ABOUT THIS EXERCISE. Print each record below character for character.

Free-text object descriptions.
────────
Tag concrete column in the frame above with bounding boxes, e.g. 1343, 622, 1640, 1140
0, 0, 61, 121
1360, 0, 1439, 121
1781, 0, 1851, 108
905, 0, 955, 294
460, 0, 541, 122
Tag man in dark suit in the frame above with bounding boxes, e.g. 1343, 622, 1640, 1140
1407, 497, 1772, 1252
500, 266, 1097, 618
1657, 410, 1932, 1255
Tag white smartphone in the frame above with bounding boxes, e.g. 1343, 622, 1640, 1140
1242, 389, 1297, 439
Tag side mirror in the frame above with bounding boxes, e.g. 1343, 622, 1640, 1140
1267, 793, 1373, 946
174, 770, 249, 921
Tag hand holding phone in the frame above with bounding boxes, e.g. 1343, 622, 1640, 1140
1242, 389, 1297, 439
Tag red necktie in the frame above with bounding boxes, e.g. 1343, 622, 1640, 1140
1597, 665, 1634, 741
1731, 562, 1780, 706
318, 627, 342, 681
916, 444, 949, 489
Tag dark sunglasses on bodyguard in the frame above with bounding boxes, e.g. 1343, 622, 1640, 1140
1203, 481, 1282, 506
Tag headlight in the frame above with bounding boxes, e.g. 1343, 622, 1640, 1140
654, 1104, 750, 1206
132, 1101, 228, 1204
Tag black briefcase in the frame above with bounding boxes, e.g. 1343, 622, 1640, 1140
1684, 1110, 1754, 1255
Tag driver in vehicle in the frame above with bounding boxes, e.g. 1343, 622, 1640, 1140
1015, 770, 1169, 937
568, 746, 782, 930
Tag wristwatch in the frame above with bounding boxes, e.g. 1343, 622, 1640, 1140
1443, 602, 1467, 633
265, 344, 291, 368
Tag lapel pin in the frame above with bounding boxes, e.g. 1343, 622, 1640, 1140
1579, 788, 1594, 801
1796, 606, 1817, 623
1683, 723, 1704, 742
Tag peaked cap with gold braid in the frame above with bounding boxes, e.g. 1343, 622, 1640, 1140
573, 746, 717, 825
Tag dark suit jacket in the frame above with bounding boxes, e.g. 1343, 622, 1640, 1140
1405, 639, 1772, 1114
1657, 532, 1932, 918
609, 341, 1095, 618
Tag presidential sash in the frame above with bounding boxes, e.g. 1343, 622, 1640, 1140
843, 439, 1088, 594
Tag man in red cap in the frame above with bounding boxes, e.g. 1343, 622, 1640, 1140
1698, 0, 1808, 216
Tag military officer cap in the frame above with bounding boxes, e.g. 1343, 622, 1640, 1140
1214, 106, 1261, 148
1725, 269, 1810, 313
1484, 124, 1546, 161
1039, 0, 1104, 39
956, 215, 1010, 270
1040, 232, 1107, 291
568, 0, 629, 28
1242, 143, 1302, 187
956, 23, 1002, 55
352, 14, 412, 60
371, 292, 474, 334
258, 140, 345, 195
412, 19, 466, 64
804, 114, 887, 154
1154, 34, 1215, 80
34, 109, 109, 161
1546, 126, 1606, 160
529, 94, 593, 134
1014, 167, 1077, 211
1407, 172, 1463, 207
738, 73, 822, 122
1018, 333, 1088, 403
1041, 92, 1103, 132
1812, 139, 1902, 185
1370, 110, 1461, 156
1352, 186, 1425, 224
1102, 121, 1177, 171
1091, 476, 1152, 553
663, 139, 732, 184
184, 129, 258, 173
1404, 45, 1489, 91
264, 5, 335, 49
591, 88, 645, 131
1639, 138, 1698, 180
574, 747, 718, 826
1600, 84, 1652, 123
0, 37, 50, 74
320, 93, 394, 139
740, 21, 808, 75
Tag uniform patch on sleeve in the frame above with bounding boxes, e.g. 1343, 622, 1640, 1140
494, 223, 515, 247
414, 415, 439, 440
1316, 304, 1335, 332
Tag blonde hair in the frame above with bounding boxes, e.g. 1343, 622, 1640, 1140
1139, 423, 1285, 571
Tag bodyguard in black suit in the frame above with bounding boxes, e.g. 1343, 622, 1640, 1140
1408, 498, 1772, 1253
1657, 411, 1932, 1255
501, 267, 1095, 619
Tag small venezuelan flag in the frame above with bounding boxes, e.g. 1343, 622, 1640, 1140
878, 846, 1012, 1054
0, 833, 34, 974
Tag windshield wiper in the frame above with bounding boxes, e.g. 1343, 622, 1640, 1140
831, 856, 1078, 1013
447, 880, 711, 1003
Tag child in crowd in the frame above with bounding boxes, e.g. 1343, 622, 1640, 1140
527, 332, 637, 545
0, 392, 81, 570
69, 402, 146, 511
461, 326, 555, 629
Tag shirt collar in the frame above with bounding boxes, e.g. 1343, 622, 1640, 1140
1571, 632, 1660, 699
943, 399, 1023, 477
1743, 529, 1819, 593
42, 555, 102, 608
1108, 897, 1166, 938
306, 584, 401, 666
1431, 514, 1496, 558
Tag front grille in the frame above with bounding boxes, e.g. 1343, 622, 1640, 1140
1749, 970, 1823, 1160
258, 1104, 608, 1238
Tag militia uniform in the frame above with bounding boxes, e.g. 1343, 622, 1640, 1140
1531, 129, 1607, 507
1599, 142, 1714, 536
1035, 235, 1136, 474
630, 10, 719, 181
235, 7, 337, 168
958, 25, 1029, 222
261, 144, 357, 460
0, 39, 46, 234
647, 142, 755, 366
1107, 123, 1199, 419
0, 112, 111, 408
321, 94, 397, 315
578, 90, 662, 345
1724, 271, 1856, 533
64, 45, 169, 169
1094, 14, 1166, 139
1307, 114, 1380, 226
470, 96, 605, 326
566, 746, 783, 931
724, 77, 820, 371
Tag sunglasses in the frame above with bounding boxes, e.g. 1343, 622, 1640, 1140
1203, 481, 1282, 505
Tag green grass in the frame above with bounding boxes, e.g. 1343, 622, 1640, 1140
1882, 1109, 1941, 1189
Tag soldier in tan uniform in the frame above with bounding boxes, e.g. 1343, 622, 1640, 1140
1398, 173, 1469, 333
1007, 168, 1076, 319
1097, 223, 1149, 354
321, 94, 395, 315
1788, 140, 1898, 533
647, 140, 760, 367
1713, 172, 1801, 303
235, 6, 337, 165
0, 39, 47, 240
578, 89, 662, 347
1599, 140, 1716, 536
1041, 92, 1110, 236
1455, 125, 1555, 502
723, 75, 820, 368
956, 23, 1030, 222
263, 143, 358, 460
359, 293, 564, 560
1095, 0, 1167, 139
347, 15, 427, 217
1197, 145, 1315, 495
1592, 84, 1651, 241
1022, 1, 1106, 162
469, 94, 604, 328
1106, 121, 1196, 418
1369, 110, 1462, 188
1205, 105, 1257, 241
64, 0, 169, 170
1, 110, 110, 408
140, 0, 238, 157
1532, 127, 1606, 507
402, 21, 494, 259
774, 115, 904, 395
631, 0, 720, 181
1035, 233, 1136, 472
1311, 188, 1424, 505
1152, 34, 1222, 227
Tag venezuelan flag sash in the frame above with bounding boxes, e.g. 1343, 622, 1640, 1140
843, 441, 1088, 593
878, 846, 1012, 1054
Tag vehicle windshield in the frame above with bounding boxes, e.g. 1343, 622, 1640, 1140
────────
EXERCISE RESPONSE.
Tag concrete column in the frame above with bounding boxes, e.g. 1343, 622, 1640, 1140
0, 0, 61, 121
1360, 0, 1439, 121
1781, 0, 1851, 108
905, 0, 955, 294
460, 0, 541, 122
Tag man in dark suit in the frame above with bounding boxes, e.g. 1343, 622, 1640, 1140
1407, 497, 1772, 1252
500, 266, 1097, 618
1657, 410, 1932, 1255
Tag white smartphone in the frame above with bounding boxes, e.g. 1343, 622, 1640, 1140
1242, 389, 1297, 439
Tag side mirror in the frame above with bounding boxes, e.g. 1343, 622, 1640, 1140
1267, 793, 1373, 946
174, 770, 249, 921
Tag hand holding phone in the frame above with bounding boxes, e.g. 1343, 622, 1640, 1140
1242, 389, 1297, 439
Tag red necktie in the frame above with bounding boxes, e.g. 1343, 622, 1640, 1140
1597, 665, 1634, 741
1731, 562, 1780, 706
318, 627, 342, 681
916, 444, 949, 489
Tag dark sunglasses on bodyguard in the frame above with bounding boxes, e.g. 1343, 622, 1640, 1140
1203, 481, 1282, 506
Tag headlight in the frame above with bounding boxes, e.g. 1343, 622, 1640, 1140
654, 1104, 750, 1206
132, 1101, 228, 1204
Tag black briefcase in the frame above with bounding boxes, e.g. 1343, 622, 1640, 1140
1684, 1110, 1754, 1255
Tag driver in vehicle in the frame above with bounding boxes, e.g. 1343, 622, 1640, 1140
1015, 770, 1169, 937
568, 746, 782, 930
Tag wristwatch in the frame above with bounding boxes, e.g. 1343, 622, 1640, 1140
1443, 602, 1467, 633
265, 344, 291, 368
Tag lapel pin in the frame above with bounding boxes, e.g. 1343, 622, 1640, 1140
1579, 788, 1594, 801
1796, 606, 1817, 623
1683, 723, 1704, 742
Tag peaked cap with gold braid in the frame above with bounding boxes, e.g. 1343, 622, 1640, 1140
573, 746, 717, 825
Tag dark suit jacket in the frame above with bounding boxes, e.g. 1343, 622, 1640, 1140
1405, 639, 1772, 1114
1657, 532, 1932, 918
609, 341, 1095, 618
Tag presidential sash in the frame above with bounding boxes, e.g. 1343, 622, 1640, 1140
843, 439, 1088, 594
Tag man in red cap in the frame above with bounding boxes, e.g. 1343, 622, 1640, 1140
1698, 0, 1808, 216
Tag military officer cap in the frame above with bounding boxes, e.g. 1343, 622, 1640, 1140
1214, 106, 1261, 148
1725, 269, 1810, 313
1484, 124, 1546, 161
1039, 0, 1104, 39
956, 215, 1010, 270
1040, 232, 1107, 291
568, 0, 629, 28
1242, 143, 1302, 187
956, 23, 1002, 55
352, 14, 412, 60
371, 292, 474, 334
258, 140, 345, 195
412, 19, 466, 64
804, 114, 887, 154
1154, 34, 1215, 80
34, 109, 109, 161
1546, 126, 1606, 160
529, 94, 593, 134
1014, 167, 1077, 211
1407, 172, 1463, 207
738, 73, 822, 122
1018, 333, 1088, 403
1041, 92, 1103, 132
1812, 139, 1902, 185
1370, 110, 1461, 156
1352, 186, 1425, 224
1102, 121, 1177, 171
1091, 476, 1152, 553
663, 139, 732, 184
184, 129, 258, 173
1404, 45, 1489, 91
264, 5, 335, 49
591, 88, 645, 131
1639, 138, 1698, 180
574, 747, 718, 826
1600, 84, 1652, 123
0, 37, 50, 74
320, 93, 394, 139
740, 21, 808, 75
Tag uniform patch on sleeve in the frame above with bounding boxes, e.g. 1343, 622, 1640, 1140
494, 223, 515, 247
414, 415, 439, 440
1316, 304, 1335, 332
Tag blonde hair in the frame above with bounding boxes, e.g. 1343, 622, 1640, 1140
1139, 423, 1285, 571
Tag bodyguard in black suit in the frame above with bounding boxes, e.g. 1343, 622, 1640, 1140
1408, 498, 1772, 1253
1657, 411, 1932, 1255
501, 267, 1095, 619
Tag small venezuelan flag in the frame above with bounding boxes, e.g. 1343, 622, 1640, 1140
878, 846, 1012, 1054
0, 833, 34, 974
Tag windshield wiper in the frame above with bounding boxes, e.g. 1343, 622, 1640, 1140
831, 856, 1078, 1013
447, 880, 711, 1003
Tag child in crowd in the frame above with bounding boxes, e.g. 1343, 622, 1640, 1140
527, 332, 637, 545
0, 392, 81, 570
69, 402, 146, 511
461, 326, 555, 629
Tag shirt collar in the frame above with bounding boxes, e.g. 1343, 622, 1640, 1140
1571, 632, 1660, 699
943, 399, 1023, 477
1743, 529, 1819, 593
42, 555, 102, 608
1108, 897, 1166, 938
306, 584, 401, 666
1431, 514, 1496, 558
Tag front grille in the frame above with bounding boxes, e.g. 1343, 622, 1640, 1140
1749, 970, 1823, 1160
258, 1104, 608, 1238
Tag militia uniform in the frame above with bounding boxes, e.g. 1343, 622, 1640, 1140
1531, 129, 1607, 507
1599, 142, 1714, 536
1035, 235, 1136, 474
630, 10, 719, 181
235, 7, 337, 168
958, 25, 1029, 222
261, 144, 357, 460
0, 39, 46, 234
647, 142, 755, 366
1107, 123, 1199, 419
0, 112, 111, 408
321, 94, 397, 315
578, 90, 662, 345
1724, 271, 1856, 533
64, 45, 169, 169
1094, 14, 1166, 139
1307, 114, 1380, 226
470, 96, 605, 326
566, 746, 783, 931
724, 77, 820, 371
Tag sunglasses in the frame above with bounding boxes, e.g. 1343, 622, 1640, 1140
1203, 481, 1282, 505
Tag green grass in the frame above with bounding boxes, e.g. 1343, 622, 1640, 1140
1882, 1109, 1941, 1189
Tag soldier in tan uniform in the frame above with bounding boxes, e.g. 1343, 622, 1640, 1140
1398, 173, 1469, 333
1007, 168, 1076, 319
1097, 223, 1149, 354
321, 94, 395, 315
1788, 140, 1898, 533
647, 140, 760, 367
1713, 172, 1801, 303
235, 6, 337, 165
0, 39, 47, 240
578, 89, 662, 347
1599, 140, 1716, 536
1041, 92, 1110, 236
1455, 125, 1555, 502
723, 75, 820, 368
956, 23, 1030, 222
263, 143, 358, 460
359, 293, 564, 560
1095, 0, 1167, 139
347, 15, 427, 217
1197, 145, 1315, 495
1592, 84, 1651, 241
1022, 1, 1106, 162
469, 94, 604, 328
1106, 121, 1196, 418
1369, 110, 1462, 188
1205, 105, 1257, 241
64, 0, 169, 170
1, 110, 110, 408
140, 0, 238, 157
1532, 127, 1606, 507
402, 21, 494, 259
774, 115, 904, 395
631, 0, 720, 181
1035, 233, 1136, 472
1311, 188, 1424, 505
1152, 34, 1222, 227
Tag venezuelan flag sash in the frame above with bounding boxes, e.g. 1343, 622, 1640, 1140
843, 441, 1088, 593
878, 846, 1012, 1054
Tag vehicle windshield in the frame above with bounding boxes, e.g. 1343, 622, 1640, 1140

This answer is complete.